Antes de dar início às relações interartísticas que este estudo propõe, cabe resgatar o princípio básico da obra de Oswald de Andrade, que foi desenvolvendo aos poucos, até delinear com mais clareza o que o autor chamou de movimento antropofágico. A antropofagia utilizava "um tipo ao mesmo tempo local e universal de expressão, reencontrando a influência europeia por um mergulho no detalhe brasileiro” (Candido, 1965, p. 144-145). Por causa disso, Haroldo de Campos faz menção à “devoração crítica”, alertando para o fato de que “a atitude antropofágica proclamada no ‘Manifesto’ de 1928 [...] já está presente, embrionariamente, no ‘Manifesto da Poesia Pau-Brasil’” (Campos, 1974, p. 31).

Realçando a interculturalidade que norteou a produção do autor modernista, desde a década de 1920, o crítico e colega Paulo Prado sintetiza o surgimento da poética de Oswald de Andrade:

 

Oswald de Andrade, numa viagem a Paris, do alto de um atelier da Place Clichy — umbigo do mundo — descobriu, deslumbrado, a sua própria terra. A volta à pátria confirmou, no encantamento das descobertas manuelinas, a revelação surpreendente de que o Brasil existia. Esse fato, de que alguns já desconfiavam, abriu seus olhos à visão radiosa de um mundo novo, inexplorado e misterioso. Estava criada a poesia "pau-brasil”. (Prado, 1974, p. 67, grifo no original)

——

• INSTRUÇÃO DADA 1:
Transforme em lista numerada tudo o que vai do começo da listagem até a linha que contém "column 148, row 46", com as duas pontas incluídas e sem as linhas em branco.

——

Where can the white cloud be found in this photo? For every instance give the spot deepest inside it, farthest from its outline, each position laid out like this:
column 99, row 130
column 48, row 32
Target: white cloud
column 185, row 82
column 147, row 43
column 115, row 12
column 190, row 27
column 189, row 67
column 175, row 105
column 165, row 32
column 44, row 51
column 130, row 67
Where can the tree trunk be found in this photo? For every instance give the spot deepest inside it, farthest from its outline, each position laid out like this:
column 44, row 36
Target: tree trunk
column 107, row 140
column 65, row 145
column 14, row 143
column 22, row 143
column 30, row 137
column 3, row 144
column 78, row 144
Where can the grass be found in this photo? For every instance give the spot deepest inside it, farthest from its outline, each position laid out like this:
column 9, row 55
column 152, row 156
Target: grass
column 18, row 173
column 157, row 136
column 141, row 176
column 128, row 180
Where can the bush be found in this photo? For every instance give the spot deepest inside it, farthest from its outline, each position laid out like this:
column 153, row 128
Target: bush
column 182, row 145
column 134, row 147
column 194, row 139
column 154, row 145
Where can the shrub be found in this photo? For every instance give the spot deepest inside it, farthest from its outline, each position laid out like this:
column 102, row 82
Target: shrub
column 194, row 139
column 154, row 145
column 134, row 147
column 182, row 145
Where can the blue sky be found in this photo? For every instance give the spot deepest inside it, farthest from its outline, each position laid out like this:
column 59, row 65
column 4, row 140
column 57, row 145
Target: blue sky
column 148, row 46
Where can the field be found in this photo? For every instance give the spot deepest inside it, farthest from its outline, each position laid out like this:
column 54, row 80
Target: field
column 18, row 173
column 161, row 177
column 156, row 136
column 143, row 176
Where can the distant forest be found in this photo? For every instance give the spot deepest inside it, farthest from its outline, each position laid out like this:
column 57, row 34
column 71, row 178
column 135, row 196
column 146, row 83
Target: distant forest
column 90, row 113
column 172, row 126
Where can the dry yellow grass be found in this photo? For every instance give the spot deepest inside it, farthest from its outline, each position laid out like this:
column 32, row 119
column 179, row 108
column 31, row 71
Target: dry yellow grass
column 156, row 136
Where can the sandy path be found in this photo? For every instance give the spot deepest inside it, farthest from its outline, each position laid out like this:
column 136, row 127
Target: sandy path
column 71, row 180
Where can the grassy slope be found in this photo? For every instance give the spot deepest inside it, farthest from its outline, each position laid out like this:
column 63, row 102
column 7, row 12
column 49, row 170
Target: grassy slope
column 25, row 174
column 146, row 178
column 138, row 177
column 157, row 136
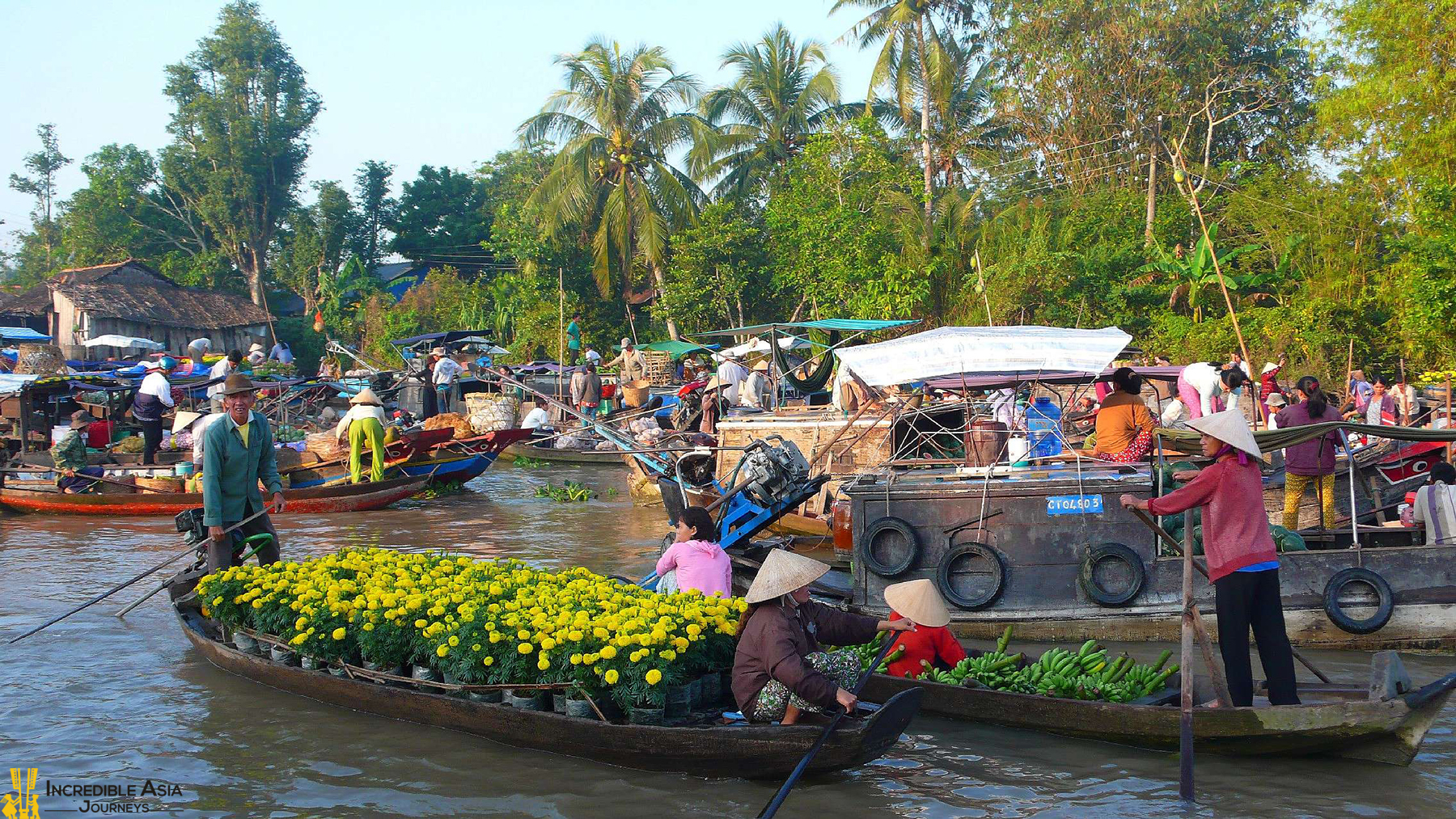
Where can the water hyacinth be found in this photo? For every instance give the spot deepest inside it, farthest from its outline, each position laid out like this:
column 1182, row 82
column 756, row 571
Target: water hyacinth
column 482, row 622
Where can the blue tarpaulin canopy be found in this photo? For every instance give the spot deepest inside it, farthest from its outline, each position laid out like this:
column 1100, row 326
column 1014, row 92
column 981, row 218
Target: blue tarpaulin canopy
column 22, row 335
column 848, row 325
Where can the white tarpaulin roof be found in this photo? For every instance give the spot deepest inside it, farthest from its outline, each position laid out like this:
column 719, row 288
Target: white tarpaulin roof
column 954, row 351
column 111, row 340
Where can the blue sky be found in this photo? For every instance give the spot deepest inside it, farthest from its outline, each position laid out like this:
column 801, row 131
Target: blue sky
column 408, row 83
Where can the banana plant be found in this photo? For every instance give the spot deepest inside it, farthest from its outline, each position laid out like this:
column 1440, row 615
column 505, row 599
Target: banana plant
column 1196, row 272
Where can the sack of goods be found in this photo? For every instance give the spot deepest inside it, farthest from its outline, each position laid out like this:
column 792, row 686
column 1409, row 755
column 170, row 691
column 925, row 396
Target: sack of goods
column 493, row 415
column 455, row 420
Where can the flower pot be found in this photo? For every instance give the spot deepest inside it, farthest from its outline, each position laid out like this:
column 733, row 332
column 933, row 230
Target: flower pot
column 580, row 709
column 424, row 673
column 645, row 715
column 713, row 688
column 527, row 700
column 679, row 702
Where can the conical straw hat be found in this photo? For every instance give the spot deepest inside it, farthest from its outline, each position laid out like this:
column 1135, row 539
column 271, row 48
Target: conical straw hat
column 1230, row 428
column 919, row 602
column 781, row 573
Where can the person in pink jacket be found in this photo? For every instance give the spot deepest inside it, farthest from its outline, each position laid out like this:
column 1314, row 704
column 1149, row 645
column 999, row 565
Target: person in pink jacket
column 1242, row 559
column 695, row 556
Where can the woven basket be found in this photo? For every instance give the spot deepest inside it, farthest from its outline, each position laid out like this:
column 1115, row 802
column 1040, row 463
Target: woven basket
column 160, row 483
column 105, row 488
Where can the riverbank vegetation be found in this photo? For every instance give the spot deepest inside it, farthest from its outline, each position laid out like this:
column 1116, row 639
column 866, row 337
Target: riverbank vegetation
column 1011, row 162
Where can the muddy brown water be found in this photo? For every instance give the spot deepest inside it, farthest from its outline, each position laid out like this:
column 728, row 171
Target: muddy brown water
column 98, row 700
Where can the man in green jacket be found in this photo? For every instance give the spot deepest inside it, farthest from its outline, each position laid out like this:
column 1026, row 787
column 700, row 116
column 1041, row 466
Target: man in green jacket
column 236, row 456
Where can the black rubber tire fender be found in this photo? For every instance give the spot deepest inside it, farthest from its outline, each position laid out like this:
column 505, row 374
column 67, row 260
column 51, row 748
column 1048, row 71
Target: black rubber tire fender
column 1086, row 578
column 866, row 547
column 1385, row 606
column 942, row 576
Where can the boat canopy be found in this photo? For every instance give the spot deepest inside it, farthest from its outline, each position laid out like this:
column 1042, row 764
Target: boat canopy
column 846, row 325
column 1019, row 349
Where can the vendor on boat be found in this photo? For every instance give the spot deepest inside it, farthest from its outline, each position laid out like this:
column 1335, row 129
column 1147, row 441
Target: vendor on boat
column 364, row 425
column 1242, row 559
column 779, row 668
column 695, row 562
column 931, row 644
column 238, row 456
column 70, row 457
column 1124, row 427
column 153, row 399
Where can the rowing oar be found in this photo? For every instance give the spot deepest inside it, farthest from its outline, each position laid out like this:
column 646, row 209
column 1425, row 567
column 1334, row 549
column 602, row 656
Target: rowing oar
column 798, row 770
column 154, row 569
column 1203, row 571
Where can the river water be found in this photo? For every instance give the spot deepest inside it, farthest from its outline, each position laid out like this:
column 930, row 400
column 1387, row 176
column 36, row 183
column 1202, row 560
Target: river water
column 101, row 700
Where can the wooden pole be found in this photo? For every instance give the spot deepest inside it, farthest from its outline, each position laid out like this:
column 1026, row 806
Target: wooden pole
column 1186, row 666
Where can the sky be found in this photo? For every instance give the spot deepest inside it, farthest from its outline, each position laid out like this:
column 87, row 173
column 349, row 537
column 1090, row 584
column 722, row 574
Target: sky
column 437, row 82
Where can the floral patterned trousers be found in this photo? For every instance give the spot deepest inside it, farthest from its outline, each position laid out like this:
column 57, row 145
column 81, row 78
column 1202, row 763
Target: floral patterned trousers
column 842, row 668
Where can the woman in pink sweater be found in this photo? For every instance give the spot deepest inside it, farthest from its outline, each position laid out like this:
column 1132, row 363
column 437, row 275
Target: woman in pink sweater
column 1242, row 560
column 699, row 562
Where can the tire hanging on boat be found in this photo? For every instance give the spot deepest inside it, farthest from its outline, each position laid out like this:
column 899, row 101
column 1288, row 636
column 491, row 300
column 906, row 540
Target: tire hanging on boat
column 817, row 378
column 946, row 568
column 873, row 534
column 1101, row 595
column 1385, row 602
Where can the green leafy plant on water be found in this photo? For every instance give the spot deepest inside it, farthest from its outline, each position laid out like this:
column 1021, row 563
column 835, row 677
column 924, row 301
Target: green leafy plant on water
column 568, row 492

——

• INSTRUÇÃO DADA 2:
Continue o trecho sobre a obra de Oswald de Andrade a partir de onde ele termina.

• RESPOSTA 1:
1. Where can the white cloud be found in this photo? For every instance give the spot deepest inside it, farthest from its outline, each position laid out like this:
2. column 99, row 130
3. column 48, row 32
4. Target: white cloud
5. column 185, row 82
6. column 147, row 43
7. column 115, row 12
8. column 190, row 27
9. column 189, row 67
10. column 175, row 105
11. column 165, row 32
12. column 44, row 51
13. column 130, row 67
14. Where can the tree trunk be found in this photo? For every instance give the spot deepest inside it, farthest from its outline, each position laid out like this:
15. column 44, row 36
16. Target: tree trunk
17. column 107, row 140
18. column 65, row 145
19. column 14, row 143
20. column 22, row 143
21. column 30, row 137
22. column 3, row 144
23. column 78, row 144
24. Where can the grass be found in this photo? For every instance give the spot deepest inside it, farthest from its outline, each position laid out like this:
25. column 9, row 55
26. column 152, row 156
27. Target: grass
28. column 18, row 173
29. column 157, row 136
30. column 141, row 176
31. column 128, row 180
32. Where can the bush be found in this photo? For every instance give the spot deepest inside it, farthest from its outline, each position laid out like this:
33. column 153, row 128
34. Target: bush
35. column 182, row 145
36. column 134, row 147
37. column 194, row 139
38. column 154, row 145
39. Where can the shrub be found in this photo? For every instance give the spot deepest inside it, farthest from its outline, each position laid out like this:
40. column 102, row 82
41. Target: shrub
42. column 194, row 139
43. column 154, row 145
44. column 134, row 147
45. column 182, row 145
46. Where can the blue sky be found in this photo? For every instance give the spot deepest inside it, farthest from its outline, each position laid out like this:
47. column 59, row 65
48. column 4, row 140
49. column 57, row 145
50. Target: blue sky
51. column 148, row 46

• RESPOSTA 2:
Na tentativa de refazer os passos do autor, na capital francesa, este ensaio propõe algumas aproximações, a fim de aventar hipóteses que permitam uma melhor compreensão do papel das vanguardas no pensamento e na poesia oswaldianos.

O Dadaísmo foi a vanguarda que mais questionou o status da arte, ao propor um olhar contemplativo em relação às coisas do dia a dia (Fig. 1), compreendidos como “objetos antiarte” (Ades, 2000, p. 99), os quais, por sua vez, motivaram a técnica que ficou conhecida como “ready-made recíproco” (Ades, 2000, p. 99). Nesse contexto, estabeleceram-se a “fotomontagem” e “colagem [...] feita de recortes de jornais” (Ades, 2000, p. 106).

 

Figura 1: Difficult, de Kurt Schwitters (1942-1943)

 

Coerente com os princípios do Dadá, Oswald de Andrade, no texto “agente”, usa a linguagem típica dos classificados de jornais para construir um poema:

 

agente

Quartos para famílias e cavalheiros

Prédio de 3 andares

Construído para esse fim

Todos de frente

Mobiliados em estilo moderno *

Modern Style

Água telefone elevadores

Grande terraço sistema yankee

Donde se descortina o belo panorama

De Guanabara (Andrade, 1974, p. 108)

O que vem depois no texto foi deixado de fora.